In the lines below, the string "woman" may appear; say how many lines hold it and give nothing more.

[Source records]
- - - -

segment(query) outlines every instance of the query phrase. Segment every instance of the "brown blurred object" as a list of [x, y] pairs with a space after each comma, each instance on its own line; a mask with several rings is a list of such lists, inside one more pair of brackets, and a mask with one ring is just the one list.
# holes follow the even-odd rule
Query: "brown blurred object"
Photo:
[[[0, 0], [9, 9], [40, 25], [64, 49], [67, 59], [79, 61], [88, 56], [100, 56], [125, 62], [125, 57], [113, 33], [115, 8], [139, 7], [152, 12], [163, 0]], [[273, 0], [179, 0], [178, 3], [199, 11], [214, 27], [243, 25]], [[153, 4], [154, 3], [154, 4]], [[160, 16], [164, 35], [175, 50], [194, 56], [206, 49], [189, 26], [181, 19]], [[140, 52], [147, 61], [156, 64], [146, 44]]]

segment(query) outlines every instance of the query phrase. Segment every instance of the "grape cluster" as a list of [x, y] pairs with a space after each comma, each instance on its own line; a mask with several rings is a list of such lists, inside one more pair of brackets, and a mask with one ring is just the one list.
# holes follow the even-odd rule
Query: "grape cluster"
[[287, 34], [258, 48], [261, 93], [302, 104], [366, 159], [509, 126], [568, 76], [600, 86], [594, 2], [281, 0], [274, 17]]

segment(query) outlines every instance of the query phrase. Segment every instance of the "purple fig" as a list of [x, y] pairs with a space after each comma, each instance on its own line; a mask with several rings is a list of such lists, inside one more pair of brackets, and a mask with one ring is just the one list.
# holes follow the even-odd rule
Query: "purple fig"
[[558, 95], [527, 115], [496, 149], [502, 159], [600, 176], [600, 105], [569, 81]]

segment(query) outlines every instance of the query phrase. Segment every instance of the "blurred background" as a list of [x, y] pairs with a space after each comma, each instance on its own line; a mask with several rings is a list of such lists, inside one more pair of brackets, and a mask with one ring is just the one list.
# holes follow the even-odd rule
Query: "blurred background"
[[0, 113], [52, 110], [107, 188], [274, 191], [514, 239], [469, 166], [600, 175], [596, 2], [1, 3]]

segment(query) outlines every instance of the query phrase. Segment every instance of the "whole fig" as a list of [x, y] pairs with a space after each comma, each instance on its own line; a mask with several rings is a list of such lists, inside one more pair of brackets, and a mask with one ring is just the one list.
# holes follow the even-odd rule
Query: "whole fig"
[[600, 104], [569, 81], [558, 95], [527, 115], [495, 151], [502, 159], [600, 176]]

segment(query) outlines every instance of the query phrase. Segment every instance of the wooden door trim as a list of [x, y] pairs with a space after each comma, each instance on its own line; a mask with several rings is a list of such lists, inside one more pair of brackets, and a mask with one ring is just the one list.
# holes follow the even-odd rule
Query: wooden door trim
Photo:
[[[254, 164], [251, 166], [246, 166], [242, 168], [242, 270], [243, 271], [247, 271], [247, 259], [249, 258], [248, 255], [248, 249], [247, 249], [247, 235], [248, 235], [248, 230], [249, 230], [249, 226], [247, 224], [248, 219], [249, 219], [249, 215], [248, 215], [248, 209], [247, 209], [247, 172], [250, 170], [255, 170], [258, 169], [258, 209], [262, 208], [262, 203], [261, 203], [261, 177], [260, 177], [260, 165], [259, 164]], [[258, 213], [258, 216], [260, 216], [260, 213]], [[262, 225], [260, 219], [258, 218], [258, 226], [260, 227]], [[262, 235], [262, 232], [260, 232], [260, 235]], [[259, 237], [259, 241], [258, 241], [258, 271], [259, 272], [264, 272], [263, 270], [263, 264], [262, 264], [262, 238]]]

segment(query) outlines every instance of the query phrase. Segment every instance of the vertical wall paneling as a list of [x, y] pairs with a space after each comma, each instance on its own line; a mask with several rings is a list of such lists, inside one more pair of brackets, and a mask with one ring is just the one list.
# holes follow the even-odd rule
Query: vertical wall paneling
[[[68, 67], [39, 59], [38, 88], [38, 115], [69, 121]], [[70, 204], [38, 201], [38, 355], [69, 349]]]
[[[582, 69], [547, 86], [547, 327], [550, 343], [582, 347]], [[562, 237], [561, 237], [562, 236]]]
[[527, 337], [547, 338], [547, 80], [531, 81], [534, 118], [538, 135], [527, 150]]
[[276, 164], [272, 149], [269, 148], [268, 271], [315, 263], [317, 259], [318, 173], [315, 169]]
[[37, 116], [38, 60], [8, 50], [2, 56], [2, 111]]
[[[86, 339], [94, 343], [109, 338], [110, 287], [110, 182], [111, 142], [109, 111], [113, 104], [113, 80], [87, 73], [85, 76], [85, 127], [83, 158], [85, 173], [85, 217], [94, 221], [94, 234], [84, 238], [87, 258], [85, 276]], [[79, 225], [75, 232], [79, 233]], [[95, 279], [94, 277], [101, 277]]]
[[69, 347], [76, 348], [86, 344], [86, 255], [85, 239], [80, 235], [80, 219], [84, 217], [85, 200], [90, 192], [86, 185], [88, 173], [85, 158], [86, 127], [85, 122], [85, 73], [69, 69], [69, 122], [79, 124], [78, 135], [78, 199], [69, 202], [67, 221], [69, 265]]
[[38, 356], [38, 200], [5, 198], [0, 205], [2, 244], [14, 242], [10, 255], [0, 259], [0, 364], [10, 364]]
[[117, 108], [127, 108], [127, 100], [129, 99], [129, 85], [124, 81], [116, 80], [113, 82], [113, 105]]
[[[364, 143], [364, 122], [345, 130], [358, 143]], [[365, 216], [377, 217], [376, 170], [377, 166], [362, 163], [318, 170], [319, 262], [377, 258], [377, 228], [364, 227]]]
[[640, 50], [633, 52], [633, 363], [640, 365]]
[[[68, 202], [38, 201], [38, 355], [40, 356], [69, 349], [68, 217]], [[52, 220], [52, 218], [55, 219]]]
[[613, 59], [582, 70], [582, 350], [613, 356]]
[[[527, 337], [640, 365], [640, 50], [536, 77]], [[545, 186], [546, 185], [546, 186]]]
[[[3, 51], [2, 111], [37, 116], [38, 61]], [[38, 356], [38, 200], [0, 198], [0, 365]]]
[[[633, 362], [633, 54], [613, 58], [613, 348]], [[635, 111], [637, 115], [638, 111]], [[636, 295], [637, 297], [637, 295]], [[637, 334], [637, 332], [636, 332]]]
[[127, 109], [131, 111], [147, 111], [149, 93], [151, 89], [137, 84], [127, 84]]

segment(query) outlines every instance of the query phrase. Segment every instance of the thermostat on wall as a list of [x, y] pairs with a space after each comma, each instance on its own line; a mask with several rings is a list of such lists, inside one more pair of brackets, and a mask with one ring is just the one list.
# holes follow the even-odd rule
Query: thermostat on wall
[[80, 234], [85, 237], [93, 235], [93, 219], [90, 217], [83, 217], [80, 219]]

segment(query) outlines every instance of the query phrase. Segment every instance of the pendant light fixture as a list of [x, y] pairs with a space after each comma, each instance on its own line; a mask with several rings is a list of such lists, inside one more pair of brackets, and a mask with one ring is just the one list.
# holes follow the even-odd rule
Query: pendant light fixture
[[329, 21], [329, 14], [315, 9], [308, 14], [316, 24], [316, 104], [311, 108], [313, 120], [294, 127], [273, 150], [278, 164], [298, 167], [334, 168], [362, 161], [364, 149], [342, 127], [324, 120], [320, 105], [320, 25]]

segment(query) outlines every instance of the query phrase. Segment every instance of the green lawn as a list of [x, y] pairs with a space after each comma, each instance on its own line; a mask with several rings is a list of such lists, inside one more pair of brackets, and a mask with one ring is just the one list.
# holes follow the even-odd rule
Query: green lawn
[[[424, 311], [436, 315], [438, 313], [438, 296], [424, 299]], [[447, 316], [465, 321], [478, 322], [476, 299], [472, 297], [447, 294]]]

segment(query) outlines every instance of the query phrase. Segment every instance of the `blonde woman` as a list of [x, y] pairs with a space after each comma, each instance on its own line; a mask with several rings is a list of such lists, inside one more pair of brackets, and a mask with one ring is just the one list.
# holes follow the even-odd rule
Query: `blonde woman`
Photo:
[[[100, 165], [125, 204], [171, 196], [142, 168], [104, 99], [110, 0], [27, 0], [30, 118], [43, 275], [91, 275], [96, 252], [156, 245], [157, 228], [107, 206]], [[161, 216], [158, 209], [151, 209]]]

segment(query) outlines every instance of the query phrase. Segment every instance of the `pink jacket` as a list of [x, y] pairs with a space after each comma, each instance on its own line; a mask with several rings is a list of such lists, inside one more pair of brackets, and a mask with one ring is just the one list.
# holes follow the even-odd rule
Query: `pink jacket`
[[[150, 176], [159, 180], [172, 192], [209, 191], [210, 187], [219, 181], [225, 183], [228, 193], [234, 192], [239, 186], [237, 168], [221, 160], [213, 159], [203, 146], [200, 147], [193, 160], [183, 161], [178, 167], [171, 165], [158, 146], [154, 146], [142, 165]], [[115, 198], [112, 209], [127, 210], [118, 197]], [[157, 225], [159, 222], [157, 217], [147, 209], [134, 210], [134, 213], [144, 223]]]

- - - -

**Expected answer**.
2